◆ Texto de la página:
Toda esa España que yo atesoraba en el recuerdo había desaparecido de un plumazo. Ahora volvía a Toledo, pero era para enfrentarme a la tragedia de una ciudad dividida, en lucha consigo misma. Los militares que se habían encerrado en el Alcázar en los días que siguieron al 18 de julio continuaban defendiéndose en el histórico palacio. La verdad es que yo no sentía ninguna especial devoción por aquel edificio destruido y reconstruido varias veces en su historia. La última reconstrucción se hizo en el año 1887 y el arquitecto empleó por primera vez hormigón armado para sostener algunas de las bóvedas. Solo así se explica que el edificio permanezca aún en pie después de haber recibido el impacto de nueve mil obuses, quinientas bombas que dejaron caer los aviones y media docena de minas con las que se pretendió dinamitar el edificio desde sus cimientos.
Fui a Toledo en los primeros días del mes de agosto, cuando los rebeldes controlaban todavía la carretera de entrada a la ciudad con un nido de ametralladoras. Para entrar en Toledo teníamos que dar un rodeo por la plaza de toros. A pesar del peligro, las calles estaban llenas de una multitud inquieta, milicianos con grandes sombreros de paja a lo Sancho Panza (eran los campesinos), anarquistas con los pañuelos rojos y negros, soldados… El nerviosismo de la multitud era explicable porque en el recinto del Alcázar había más de un millar de hombres bien armados que, en cualquier momento podían efectuar una salida e irrumpir en la ciudad. Los atacantes se convertían en atacados. Lo sorprendente en esos primeros días del asedio no era que el Alcázar no hubiera caído en manos republicanas, sino todo lo contrario, que los militares del Alcázar no se hubieran hecho con la ciudad de Toledo.

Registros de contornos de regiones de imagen
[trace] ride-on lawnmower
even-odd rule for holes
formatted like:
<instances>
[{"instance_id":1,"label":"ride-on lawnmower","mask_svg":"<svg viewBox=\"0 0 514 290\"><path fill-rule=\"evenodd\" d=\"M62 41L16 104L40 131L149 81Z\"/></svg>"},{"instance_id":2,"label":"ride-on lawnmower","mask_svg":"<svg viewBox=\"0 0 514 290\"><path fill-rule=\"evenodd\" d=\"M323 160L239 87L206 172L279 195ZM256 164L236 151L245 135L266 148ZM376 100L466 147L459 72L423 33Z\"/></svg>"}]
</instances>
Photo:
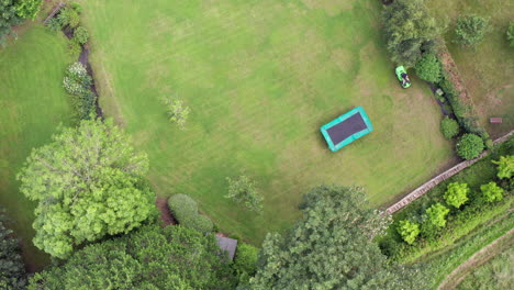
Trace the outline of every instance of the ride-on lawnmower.
<instances>
[{"instance_id":1,"label":"ride-on lawnmower","mask_svg":"<svg viewBox=\"0 0 514 290\"><path fill-rule=\"evenodd\" d=\"M402 88L406 89L411 87L411 79L409 79L409 75L406 74L406 70L403 66L396 67L396 77L398 80L400 80Z\"/></svg>"}]
</instances>

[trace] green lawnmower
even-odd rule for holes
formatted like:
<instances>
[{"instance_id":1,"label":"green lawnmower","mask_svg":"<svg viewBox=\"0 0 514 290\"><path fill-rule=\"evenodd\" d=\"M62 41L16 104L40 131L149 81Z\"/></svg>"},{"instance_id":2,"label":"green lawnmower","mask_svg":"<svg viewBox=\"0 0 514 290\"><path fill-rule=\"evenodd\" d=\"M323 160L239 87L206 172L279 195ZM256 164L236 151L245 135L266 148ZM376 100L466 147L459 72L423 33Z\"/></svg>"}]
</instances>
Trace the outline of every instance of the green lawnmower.
<instances>
[{"instance_id":1,"label":"green lawnmower","mask_svg":"<svg viewBox=\"0 0 514 290\"><path fill-rule=\"evenodd\" d=\"M409 78L409 75L406 74L406 70L403 66L396 67L396 77L398 80L400 80L402 88L406 89L411 87L411 79Z\"/></svg>"}]
</instances>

◆ Ejercicio propuesto:
Contesta brevemente, según el texto sobre el asedio del Alcázar:
1. ¿En qué año se hizo la última reconstrucción del Alcázar?
2. ¿Qué material empleó el arquitecto por primera vez para sostener algunas bóvedas?
3. ¿Por dónde había que dar un rodeo para entrar en Toledo?

◆ Resultado del ejercicio:
1. En 1887.
2. Hormigón armado.
3. Por la plaza de toros.